Task instructions:
1. In the review of ten-minute plays below, who is named as the author of Antarctica?
2. Write the next part of the review of ten-minute plays below, picking up after its final sentence.

Text block:

:::::

I think a major problem I have is that I have an intense desire for playwrights to not rely on the conventions of the art, but I also get agitated when playwrights break away from them completely. Somewhere, undoubtedly, there is a happy medium, but it is likely too small for most authors to locate. I need to find it within myself to be more accepting of the works that the more knowledgeable – at least in terms of selecting material – and simply find a way to address what did and did not work for me rather than judging whether the plays are any good at all.
Another important lesson learned is that it is nearly impossible to tell a complete story in a ten-minute play. While there was a statement that these plays would be more than scenes, that is how many felt; some seemed to be little more than sketches with larger aspirations. Worse, because there isn't a sense of totality, many of them leave no lasting impression. Still, there is a similarity between the short story and the (extremely) short play – one cannot read a lot of them at once without feeling burned out. In that case, it doesn't matter if they are good or bad. And it is here that it makes me marvel at the stamina of the teachers who have to wade through the much worse writing of students with great frequency.
At any rate, I finished The Best Ten-Minute Plays 2008 for Three of More Actors first because it just had to be back at the library shortly after check out. For some reason, the effort to renew it gained a single day of leeway. Even more interesting, more than two weeks after it had been returned, a fine appeared for returning it late. Except that it wasn't returned late. And if it were, that fine would have shown up immediately. My take away from this is that it is a cursed book (or at least the local copy is); check it out at your own risk.
The book opens up with Kathleen Warnock's The Adventures of..., and despite it having the hints of coming from an honest place it tried to hard to have a clever ending to break up the obvious progression along the way. George Freek's Antarctica actually bothered me because it was neither funny nor clever, and I was quite positive that both were intended. Ian August's How to Survive in Corporate America (A Manual in Eight Steps) was entertaining, but it read like one of the fantasy sequence instructional films from That '70s Show (1998-2006) – and given that I have seen less than ¼ of the episodes, I'm somewhat amazed that this is the association I made while reading it.
Things get a little better with In the Trap by Carl L. Williams. While embracing quite a few of the conventions of a modern comedic play (it could be argued that it is an overgrown sketch that cared enough to give the characters some definition), it tries to have a point without insisting that it is making a point. There is something refreshing about the self-defeating protagonist who makes good only in minor steps, and those are motivated by the petty concerns that we often try to dress up as noble – and he makes no effort to do as much.

:::::

Provided information:

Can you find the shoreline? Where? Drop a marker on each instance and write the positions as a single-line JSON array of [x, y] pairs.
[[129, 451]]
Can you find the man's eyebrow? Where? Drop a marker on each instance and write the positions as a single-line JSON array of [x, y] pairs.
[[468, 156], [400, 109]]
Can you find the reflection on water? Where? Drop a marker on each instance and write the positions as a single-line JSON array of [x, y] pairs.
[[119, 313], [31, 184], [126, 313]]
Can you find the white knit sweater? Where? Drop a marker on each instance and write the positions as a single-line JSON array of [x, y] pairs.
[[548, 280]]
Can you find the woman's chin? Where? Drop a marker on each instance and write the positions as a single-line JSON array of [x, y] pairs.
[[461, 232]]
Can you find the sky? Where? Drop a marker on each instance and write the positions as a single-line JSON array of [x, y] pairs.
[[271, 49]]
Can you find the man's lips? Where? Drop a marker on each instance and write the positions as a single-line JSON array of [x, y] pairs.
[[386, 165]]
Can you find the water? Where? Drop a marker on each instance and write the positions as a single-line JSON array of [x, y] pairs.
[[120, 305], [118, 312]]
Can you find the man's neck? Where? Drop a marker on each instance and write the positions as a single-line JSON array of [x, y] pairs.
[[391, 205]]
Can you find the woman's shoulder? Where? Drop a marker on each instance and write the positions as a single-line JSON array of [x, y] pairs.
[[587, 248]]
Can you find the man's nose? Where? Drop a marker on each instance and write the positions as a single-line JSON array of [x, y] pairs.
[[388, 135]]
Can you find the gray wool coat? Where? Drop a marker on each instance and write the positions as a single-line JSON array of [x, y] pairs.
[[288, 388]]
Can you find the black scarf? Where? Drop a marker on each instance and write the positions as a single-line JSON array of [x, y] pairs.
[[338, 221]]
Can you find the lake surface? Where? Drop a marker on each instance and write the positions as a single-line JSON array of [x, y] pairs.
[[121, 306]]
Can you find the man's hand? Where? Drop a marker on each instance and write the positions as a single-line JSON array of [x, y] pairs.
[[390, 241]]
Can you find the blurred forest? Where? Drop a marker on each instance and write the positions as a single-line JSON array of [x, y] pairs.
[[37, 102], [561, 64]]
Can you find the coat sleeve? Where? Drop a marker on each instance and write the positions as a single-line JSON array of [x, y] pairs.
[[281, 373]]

:::::

The results:
1. George Freek

2.
Then things bottom out with Moon Man by Jami Brandli. It is ponderous. It is pretentious without having any possible foundation for being so. Worst of all, it refuses to have anything to say other than that people can be lonely. This play may appeal to some, but I found it to be a waste of time. More to the point, I think it provides no roles that an actor should be excited about performing.
Mark Larmbeck's October People is not quite a whole play (though it is the one depicted on the cover of the book). Instead, it feels like a scene whittled down from a larger story with a character deposited in to keep the characters from reaching any kind of quick, reasonable resolution to their relationship. It is rather well written, but it feels like an insiders look at the world in which actors (and people who rely on the entertainment industry) live. That is a convention that I think doesn't translates well outside of (the North American) hubs like Los Angeles, New York, Vancouver, or Toronto.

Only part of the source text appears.